══ Task input ══

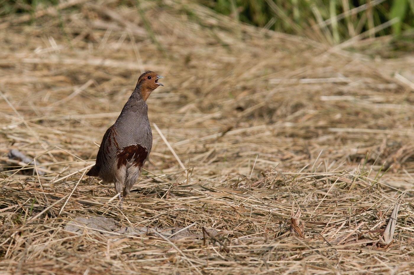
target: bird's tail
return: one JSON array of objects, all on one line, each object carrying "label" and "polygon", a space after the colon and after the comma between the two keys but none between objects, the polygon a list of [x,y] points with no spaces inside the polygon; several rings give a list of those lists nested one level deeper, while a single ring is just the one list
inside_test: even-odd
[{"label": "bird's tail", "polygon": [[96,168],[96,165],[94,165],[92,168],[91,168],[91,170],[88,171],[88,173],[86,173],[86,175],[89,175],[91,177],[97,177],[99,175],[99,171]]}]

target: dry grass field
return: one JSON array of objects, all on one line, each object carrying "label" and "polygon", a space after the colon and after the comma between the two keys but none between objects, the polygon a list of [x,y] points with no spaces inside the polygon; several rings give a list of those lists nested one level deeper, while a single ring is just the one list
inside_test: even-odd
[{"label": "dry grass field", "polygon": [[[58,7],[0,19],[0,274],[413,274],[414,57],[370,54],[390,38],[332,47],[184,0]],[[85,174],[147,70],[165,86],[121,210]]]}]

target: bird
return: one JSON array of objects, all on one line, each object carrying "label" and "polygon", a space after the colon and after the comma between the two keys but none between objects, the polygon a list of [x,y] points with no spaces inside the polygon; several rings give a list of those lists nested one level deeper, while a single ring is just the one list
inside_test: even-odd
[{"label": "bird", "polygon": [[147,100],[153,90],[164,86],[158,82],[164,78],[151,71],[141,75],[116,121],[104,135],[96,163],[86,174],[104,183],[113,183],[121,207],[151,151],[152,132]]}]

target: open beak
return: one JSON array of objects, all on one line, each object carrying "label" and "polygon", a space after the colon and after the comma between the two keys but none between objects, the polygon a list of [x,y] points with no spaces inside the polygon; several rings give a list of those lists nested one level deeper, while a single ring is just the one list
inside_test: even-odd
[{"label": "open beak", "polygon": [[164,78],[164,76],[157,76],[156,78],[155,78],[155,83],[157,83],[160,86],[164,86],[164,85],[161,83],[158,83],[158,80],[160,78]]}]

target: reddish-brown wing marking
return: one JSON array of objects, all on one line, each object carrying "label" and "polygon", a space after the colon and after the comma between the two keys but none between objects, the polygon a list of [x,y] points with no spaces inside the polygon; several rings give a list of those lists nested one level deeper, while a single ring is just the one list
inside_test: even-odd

═══
══ Task input ══

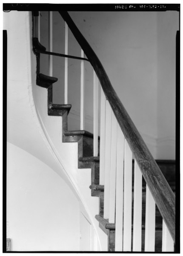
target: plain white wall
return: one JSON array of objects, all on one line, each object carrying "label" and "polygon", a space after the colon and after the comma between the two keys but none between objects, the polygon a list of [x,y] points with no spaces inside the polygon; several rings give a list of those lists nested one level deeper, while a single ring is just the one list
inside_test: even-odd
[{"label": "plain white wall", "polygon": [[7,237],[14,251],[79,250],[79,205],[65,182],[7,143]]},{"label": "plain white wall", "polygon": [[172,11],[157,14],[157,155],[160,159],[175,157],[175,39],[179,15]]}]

═══

**Requirements:** Can you collect every line of the material above that contains the word "target" and copy each one in full?

**Result for this task:**
target: bird's tail
target: dry grass field
target: bird
target: open beak
target: reddish-brown wing marking
target: plain white wall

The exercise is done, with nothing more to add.